▶ **Try it**
Only one stretch of the records below should be repeated. It starts with the line containing "Where can the vehicle windshield" and goes on through the line containing "Where can the shrub", exactly as written.

▶ **Given information**
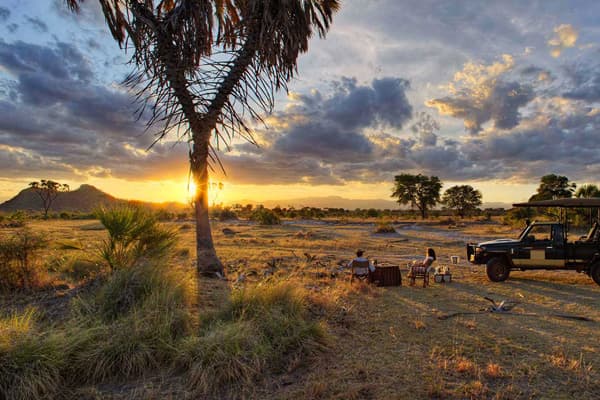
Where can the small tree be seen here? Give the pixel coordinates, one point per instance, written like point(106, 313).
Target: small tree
point(553, 187)
point(587, 191)
point(48, 191)
point(420, 191)
point(462, 198)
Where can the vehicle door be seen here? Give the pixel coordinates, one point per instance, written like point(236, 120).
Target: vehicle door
point(555, 252)
point(536, 250)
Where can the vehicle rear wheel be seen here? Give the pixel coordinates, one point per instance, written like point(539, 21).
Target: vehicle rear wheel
point(595, 273)
point(497, 269)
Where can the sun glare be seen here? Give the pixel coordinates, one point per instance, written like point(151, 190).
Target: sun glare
point(191, 190)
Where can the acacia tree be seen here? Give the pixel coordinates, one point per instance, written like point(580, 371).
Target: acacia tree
point(553, 187)
point(587, 191)
point(420, 191)
point(48, 191)
point(462, 198)
point(204, 66)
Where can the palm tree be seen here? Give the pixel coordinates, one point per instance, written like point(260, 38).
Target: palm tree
point(204, 66)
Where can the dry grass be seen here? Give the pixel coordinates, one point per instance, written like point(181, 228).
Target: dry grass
point(389, 342)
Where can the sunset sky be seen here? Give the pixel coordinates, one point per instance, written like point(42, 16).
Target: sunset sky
point(513, 86)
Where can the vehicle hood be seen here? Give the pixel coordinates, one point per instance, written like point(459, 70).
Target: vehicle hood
point(498, 242)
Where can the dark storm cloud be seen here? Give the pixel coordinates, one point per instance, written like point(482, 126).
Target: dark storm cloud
point(496, 101)
point(37, 24)
point(320, 136)
point(585, 82)
point(4, 14)
point(54, 111)
point(353, 106)
point(323, 141)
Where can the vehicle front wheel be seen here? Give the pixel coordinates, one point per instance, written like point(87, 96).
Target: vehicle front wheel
point(497, 269)
point(595, 273)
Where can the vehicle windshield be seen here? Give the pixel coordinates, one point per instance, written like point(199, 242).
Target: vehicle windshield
point(524, 232)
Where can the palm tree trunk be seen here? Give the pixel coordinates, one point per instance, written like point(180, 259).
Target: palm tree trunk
point(201, 126)
point(207, 260)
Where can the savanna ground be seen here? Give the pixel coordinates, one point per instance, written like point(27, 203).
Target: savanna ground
point(382, 343)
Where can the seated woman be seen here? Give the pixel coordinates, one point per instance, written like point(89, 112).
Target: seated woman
point(423, 266)
point(361, 266)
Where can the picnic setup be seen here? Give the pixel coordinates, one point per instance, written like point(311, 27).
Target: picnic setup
point(388, 274)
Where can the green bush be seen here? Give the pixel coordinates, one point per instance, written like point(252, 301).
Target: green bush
point(132, 324)
point(261, 330)
point(134, 234)
point(385, 227)
point(30, 363)
point(78, 269)
point(19, 268)
point(264, 216)
point(227, 214)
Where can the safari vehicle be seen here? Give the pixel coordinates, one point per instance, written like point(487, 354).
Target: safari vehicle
point(543, 245)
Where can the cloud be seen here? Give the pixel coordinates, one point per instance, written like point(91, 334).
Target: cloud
point(37, 24)
point(319, 138)
point(481, 93)
point(57, 115)
point(565, 36)
point(4, 14)
point(585, 82)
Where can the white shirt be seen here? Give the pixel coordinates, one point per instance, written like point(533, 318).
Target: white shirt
point(371, 267)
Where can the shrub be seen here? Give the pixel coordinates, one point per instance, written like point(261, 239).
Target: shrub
point(262, 329)
point(131, 326)
point(264, 216)
point(227, 214)
point(78, 269)
point(384, 227)
point(18, 266)
point(130, 289)
point(17, 219)
point(133, 234)
point(30, 363)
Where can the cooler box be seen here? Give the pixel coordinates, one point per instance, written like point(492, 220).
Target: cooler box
point(387, 275)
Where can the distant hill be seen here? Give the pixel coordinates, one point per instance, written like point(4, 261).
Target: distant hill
point(85, 199)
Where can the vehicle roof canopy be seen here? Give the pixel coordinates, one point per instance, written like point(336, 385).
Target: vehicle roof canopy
point(571, 202)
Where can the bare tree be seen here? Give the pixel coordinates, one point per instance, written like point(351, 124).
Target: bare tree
point(204, 66)
point(48, 191)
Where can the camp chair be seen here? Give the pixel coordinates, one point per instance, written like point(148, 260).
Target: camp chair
point(360, 270)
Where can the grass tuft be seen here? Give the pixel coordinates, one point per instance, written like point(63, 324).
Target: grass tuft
point(30, 363)
point(264, 328)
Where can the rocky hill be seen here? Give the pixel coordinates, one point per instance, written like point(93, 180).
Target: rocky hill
point(84, 199)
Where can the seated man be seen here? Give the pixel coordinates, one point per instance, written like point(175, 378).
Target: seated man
point(361, 266)
point(425, 265)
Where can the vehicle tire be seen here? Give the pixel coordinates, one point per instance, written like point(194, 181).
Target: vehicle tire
point(595, 273)
point(497, 269)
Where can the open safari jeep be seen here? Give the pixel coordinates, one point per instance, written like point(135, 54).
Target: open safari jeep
point(542, 245)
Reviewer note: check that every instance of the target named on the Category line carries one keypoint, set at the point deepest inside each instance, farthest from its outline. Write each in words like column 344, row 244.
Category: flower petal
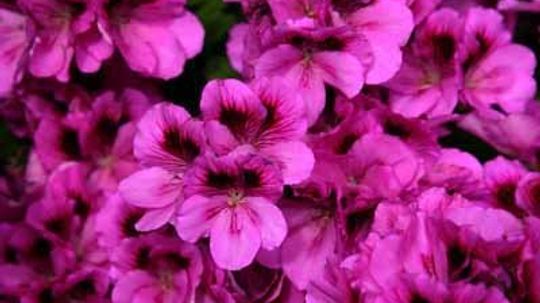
column 196, row 217
column 234, row 239
column 295, row 158
column 272, row 223
column 155, row 218
column 151, row 188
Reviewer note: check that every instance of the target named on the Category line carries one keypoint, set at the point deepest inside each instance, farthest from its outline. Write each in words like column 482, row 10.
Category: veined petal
column 196, row 217
column 151, row 188
column 271, row 222
column 234, row 239
column 234, row 105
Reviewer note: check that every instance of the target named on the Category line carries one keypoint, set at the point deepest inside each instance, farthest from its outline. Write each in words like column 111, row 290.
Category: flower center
column 236, row 197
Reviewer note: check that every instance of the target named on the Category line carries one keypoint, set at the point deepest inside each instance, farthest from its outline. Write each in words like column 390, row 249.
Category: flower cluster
column 383, row 151
column 42, row 37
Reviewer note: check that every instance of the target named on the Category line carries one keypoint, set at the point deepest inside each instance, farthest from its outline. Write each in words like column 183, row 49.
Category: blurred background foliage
column 217, row 18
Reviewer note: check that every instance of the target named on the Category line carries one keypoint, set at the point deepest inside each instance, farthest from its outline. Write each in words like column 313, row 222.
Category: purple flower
column 231, row 201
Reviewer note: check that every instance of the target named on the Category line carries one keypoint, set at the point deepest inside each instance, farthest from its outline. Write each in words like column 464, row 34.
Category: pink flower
column 375, row 157
column 311, row 58
column 489, row 78
column 269, row 117
column 231, row 200
column 154, row 37
column 528, row 193
column 502, row 177
column 14, row 42
column 116, row 221
column 166, row 143
column 61, row 28
column 313, row 233
column 156, row 269
column 427, row 83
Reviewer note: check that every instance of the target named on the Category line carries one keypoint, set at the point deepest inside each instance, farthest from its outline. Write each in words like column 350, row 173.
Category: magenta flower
column 268, row 118
column 528, row 193
column 502, row 178
column 156, row 269
column 154, row 37
column 489, row 78
column 12, row 48
column 231, row 201
column 64, row 29
column 427, row 83
column 311, row 58
column 167, row 142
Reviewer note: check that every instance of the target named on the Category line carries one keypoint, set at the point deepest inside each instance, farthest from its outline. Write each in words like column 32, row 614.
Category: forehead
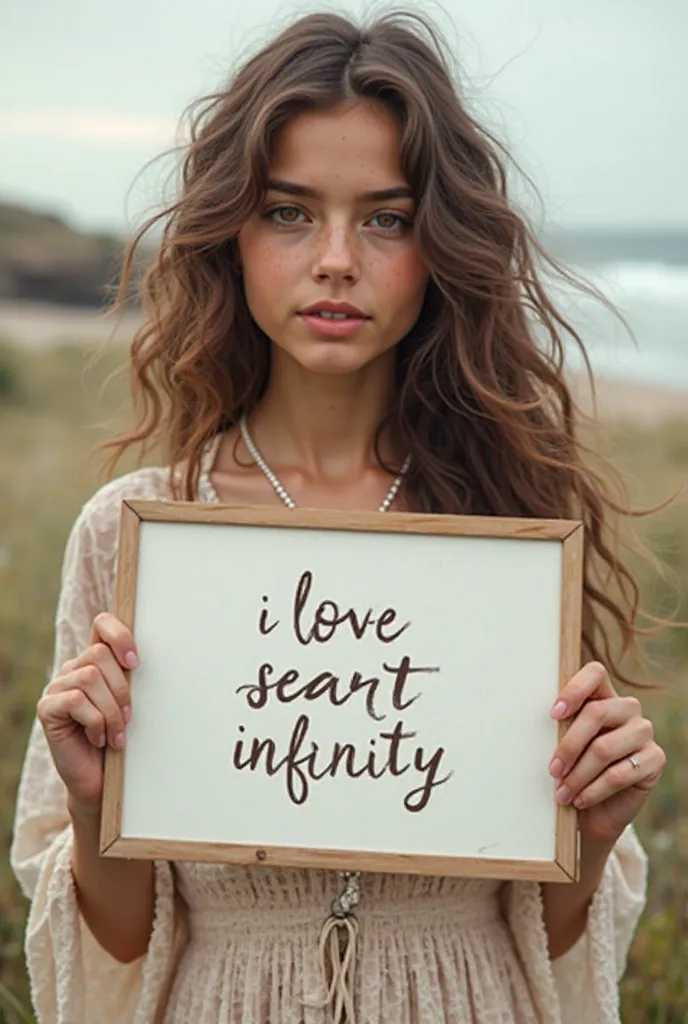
column 353, row 147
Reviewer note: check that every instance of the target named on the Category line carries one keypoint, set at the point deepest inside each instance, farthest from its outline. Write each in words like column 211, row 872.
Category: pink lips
column 328, row 327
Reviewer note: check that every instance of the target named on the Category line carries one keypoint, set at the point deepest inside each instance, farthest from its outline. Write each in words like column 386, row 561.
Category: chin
column 333, row 358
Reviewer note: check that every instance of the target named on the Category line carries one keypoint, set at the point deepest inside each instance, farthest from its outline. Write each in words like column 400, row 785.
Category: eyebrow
column 379, row 196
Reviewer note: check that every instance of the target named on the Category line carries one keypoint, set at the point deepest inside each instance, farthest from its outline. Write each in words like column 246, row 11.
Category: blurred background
column 592, row 99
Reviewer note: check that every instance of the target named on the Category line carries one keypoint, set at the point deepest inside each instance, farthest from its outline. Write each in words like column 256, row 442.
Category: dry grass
column 45, row 402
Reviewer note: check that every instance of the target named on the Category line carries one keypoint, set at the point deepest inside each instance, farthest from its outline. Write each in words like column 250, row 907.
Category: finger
column 605, row 750
column 103, row 658
column 72, row 706
column 598, row 717
column 592, row 680
column 89, row 681
column 109, row 630
column 625, row 775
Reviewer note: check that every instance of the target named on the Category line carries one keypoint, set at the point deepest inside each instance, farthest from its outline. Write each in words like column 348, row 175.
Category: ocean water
column 647, row 282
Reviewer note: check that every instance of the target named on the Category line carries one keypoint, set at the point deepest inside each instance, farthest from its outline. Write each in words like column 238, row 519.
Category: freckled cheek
column 401, row 283
column 270, row 272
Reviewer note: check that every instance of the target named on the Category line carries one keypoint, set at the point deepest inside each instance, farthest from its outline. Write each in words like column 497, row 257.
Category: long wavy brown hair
column 481, row 401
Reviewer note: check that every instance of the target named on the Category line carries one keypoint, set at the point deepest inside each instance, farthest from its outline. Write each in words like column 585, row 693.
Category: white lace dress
column 234, row 945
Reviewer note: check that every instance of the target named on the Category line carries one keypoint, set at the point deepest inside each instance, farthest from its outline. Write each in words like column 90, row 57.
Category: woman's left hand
column 607, row 763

▶ **Response**
Where can the vehicle windshield be seen here? Give the pixel coordinates, one point per instance, written like point(199, 242).
Target: vehicle windshield
point(524, 232)
Where can the palm tree trunk be seen here? Give the pixel coordinates, one point per instance, written like point(180, 259).
Target: palm tree trunk
point(201, 126)
point(207, 260)
Where can the savanna ground be seen here? Give the pixel coordinates, one point per instance, written like point(27, 203).
Target: savanna ground
point(382, 343)
Where can the seated woman be seen here? Give the pixel coordinates, one point per instance, written like point(89, 112).
Target: seated woman
point(423, 266)
point(361, 266)
Where can the picnic setup be seen here? Give the pixel coordinates, one point per instance, written like point(311, 27).
Target: picnic setup
point(388, 274)
Where can the green bush be seen here? Give the pixel coordinates, one point per instance, written like point(252, 301).
Target: green bush
point(132, 324)
point(261, 330)
point(134, 234)
point(385, 227)
point(30, 363)
point(78, 269)
point(19, 268)
point(264, 216)
point(227, 214)
Where can the safari vehicle be seen here? Give the pixel coordinates, one point per instance, written like point(487, 354).
Target: safari vehicle
point(543, 245)
Where can the cloud be seen here? Give the pixel coordinates, one point per instance, written like point(91, 334).
Target: cloud
point(37, 24)
point(319, 138)
point(481, 93)
point(57, 115)
point(565, 36)
point(4, 14)
point(585, 82)
Where can the white shirt be seen here? Give the pixel coordinates, one point per instance, written like point(533, 318).
Target: white shirt
point(371, 267)
Where can the shrub be seen here? Give the pixel coordinates, one point per instance, written like point(261, 239).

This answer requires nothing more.